═══ Supplied information

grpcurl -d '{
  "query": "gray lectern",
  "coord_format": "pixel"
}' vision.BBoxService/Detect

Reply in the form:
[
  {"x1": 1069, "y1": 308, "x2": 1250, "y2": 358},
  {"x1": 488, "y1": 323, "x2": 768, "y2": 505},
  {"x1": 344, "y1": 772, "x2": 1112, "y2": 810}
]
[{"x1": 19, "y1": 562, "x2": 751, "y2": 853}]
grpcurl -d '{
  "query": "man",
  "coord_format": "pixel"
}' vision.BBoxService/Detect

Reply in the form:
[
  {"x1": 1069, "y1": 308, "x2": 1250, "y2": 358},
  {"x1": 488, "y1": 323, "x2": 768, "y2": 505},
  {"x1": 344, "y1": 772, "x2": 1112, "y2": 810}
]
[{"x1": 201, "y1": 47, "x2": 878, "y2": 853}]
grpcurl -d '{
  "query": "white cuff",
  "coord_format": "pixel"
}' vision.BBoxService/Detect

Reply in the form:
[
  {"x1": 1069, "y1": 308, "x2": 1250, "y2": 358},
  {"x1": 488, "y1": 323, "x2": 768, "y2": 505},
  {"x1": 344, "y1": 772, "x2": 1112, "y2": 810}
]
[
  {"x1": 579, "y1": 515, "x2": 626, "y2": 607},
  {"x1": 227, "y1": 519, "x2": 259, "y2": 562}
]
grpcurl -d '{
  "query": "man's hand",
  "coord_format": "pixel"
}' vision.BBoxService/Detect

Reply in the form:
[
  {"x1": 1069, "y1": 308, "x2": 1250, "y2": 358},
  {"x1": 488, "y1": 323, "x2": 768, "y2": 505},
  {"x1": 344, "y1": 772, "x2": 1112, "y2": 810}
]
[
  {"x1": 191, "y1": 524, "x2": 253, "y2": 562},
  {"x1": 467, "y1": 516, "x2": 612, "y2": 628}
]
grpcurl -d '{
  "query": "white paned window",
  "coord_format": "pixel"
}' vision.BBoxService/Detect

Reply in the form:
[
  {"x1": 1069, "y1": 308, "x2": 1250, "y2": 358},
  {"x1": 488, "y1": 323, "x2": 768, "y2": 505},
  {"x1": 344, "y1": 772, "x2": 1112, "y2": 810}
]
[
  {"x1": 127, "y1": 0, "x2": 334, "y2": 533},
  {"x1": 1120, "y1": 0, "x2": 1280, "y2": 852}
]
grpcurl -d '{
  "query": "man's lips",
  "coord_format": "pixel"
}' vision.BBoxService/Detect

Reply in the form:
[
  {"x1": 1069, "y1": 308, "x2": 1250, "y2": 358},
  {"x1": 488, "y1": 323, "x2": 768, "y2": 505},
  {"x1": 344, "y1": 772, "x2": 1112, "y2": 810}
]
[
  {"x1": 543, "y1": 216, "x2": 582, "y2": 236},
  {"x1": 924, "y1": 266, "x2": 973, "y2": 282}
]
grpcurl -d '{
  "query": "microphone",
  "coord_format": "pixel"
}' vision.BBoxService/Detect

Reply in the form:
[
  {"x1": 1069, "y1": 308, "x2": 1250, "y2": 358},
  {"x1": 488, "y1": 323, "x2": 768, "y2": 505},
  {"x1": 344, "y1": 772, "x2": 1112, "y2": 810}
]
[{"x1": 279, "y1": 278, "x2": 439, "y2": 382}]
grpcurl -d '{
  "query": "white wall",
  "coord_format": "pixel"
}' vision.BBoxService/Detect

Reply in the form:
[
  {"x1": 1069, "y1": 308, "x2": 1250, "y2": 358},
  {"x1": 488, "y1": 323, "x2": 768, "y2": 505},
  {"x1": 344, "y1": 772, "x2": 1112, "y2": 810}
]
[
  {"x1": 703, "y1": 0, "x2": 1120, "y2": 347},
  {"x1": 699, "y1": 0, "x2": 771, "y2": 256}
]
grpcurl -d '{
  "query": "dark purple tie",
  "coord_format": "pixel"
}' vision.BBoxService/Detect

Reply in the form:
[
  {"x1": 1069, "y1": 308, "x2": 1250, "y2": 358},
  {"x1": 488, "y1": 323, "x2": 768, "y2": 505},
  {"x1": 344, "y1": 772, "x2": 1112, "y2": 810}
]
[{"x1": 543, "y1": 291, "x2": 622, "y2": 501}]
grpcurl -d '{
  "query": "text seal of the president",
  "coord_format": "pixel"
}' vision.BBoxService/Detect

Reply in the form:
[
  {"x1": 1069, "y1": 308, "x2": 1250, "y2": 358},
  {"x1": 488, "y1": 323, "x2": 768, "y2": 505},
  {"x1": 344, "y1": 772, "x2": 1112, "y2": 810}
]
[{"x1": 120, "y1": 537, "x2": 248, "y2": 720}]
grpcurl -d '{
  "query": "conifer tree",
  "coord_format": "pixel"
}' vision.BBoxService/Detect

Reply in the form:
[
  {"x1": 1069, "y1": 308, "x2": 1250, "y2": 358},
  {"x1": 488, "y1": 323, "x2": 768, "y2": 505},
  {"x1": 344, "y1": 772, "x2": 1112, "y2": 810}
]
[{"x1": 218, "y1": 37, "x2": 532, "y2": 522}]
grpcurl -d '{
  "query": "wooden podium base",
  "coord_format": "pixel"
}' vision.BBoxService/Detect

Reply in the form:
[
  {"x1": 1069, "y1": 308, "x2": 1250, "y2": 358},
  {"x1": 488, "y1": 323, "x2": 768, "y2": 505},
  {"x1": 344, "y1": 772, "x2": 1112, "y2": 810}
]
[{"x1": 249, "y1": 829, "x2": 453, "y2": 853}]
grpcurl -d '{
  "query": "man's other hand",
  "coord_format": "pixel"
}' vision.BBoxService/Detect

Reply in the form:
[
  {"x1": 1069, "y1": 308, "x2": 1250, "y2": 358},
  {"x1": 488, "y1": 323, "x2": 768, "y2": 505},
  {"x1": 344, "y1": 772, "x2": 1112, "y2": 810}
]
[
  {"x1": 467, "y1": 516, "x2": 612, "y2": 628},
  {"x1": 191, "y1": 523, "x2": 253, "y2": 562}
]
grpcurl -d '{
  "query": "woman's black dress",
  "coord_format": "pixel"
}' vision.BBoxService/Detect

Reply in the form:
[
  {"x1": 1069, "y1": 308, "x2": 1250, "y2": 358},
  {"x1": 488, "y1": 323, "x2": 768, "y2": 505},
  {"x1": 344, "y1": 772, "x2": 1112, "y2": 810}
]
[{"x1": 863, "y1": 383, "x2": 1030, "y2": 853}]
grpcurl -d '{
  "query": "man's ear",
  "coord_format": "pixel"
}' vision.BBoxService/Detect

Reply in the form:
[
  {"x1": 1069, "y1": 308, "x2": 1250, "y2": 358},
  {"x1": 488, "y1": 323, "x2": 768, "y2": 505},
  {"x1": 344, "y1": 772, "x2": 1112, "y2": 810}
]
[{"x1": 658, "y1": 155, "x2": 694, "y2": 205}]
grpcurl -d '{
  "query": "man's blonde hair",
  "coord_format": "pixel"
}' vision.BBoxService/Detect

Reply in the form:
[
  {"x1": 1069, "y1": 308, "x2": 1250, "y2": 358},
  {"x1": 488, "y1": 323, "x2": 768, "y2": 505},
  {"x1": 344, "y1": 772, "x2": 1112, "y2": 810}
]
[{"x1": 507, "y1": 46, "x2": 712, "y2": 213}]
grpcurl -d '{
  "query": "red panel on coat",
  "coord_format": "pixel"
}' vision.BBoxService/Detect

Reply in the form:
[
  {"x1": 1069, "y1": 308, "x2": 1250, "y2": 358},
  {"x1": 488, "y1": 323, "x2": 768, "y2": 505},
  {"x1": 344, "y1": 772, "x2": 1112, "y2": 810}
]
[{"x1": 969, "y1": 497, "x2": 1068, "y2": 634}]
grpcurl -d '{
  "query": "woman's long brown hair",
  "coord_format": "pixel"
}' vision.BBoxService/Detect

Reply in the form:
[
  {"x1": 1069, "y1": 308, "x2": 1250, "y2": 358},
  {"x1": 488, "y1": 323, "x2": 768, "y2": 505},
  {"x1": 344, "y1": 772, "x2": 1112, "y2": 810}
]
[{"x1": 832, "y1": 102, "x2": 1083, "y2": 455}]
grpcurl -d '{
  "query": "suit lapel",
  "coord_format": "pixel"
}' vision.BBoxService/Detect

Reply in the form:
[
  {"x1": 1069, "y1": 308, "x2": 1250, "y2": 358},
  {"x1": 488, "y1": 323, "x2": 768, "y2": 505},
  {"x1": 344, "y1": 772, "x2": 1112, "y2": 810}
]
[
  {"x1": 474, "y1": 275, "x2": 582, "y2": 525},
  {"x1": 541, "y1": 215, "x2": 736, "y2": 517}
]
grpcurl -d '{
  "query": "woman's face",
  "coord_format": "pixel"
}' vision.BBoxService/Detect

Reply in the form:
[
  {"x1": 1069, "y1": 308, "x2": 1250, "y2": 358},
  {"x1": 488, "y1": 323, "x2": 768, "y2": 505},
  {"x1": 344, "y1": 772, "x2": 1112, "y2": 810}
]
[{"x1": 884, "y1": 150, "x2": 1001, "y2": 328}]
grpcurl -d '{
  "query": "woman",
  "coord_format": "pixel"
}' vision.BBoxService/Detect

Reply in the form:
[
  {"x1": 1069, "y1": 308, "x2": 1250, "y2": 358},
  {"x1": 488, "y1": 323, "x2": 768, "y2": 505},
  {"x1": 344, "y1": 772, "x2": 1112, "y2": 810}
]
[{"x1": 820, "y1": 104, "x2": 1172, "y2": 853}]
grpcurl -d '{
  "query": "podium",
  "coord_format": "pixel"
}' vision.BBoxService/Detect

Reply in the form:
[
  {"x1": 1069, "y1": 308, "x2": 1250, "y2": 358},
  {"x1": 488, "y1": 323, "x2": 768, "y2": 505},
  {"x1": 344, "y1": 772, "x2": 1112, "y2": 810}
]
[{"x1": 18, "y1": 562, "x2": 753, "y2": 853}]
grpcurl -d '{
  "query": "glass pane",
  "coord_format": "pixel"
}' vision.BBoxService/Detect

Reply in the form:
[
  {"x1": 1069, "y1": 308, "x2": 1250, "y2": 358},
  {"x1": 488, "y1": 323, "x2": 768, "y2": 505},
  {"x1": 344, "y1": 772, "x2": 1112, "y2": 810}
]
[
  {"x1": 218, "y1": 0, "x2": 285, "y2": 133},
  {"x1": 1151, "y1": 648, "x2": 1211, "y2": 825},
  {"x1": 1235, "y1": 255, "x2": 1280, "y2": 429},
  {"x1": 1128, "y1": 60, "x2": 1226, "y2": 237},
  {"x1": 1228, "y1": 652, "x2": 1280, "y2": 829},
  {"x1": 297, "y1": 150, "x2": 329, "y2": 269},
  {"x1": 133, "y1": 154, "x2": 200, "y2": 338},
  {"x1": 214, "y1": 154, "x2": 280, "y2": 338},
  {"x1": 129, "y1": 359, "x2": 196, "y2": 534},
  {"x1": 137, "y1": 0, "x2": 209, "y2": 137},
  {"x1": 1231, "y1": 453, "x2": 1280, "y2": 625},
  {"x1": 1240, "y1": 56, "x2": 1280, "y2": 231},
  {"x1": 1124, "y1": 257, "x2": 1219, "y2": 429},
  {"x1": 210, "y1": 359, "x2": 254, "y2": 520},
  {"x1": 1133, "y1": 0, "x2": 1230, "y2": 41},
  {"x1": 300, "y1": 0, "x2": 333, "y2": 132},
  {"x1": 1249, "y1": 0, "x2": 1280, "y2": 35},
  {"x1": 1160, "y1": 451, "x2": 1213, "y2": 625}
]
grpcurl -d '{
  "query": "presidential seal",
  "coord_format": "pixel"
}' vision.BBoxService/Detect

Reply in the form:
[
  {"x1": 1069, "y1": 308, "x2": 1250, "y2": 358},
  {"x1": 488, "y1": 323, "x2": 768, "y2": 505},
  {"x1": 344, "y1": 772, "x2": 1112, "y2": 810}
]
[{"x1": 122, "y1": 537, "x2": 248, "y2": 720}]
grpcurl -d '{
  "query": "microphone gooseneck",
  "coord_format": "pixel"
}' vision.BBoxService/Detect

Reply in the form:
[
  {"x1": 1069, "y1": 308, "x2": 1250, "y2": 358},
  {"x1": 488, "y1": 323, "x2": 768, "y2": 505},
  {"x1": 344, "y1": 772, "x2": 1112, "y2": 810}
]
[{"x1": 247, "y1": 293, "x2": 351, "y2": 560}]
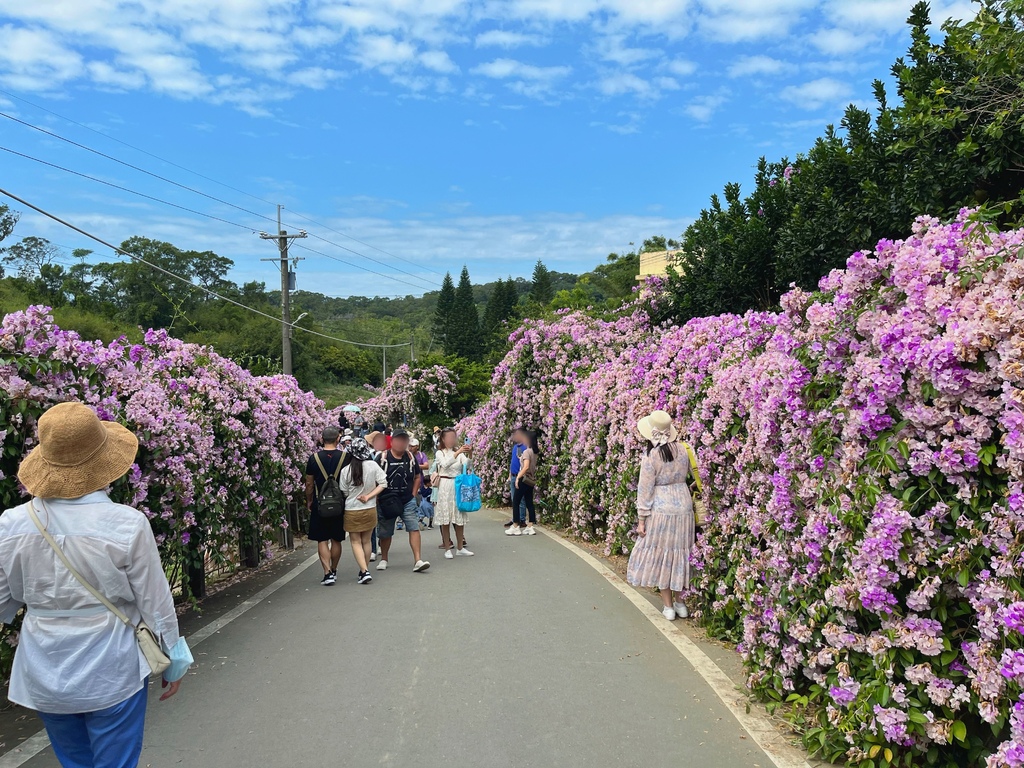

══════

◆ **Task requirements**
Copy out every line of the records above that contains the word "hair". Treat case as significant, so lines where the letters match but the capitalization differs don't count.

◆ **Worked answer**
  "query": "man's blonde hair",
  "query": "woman's long brown hair",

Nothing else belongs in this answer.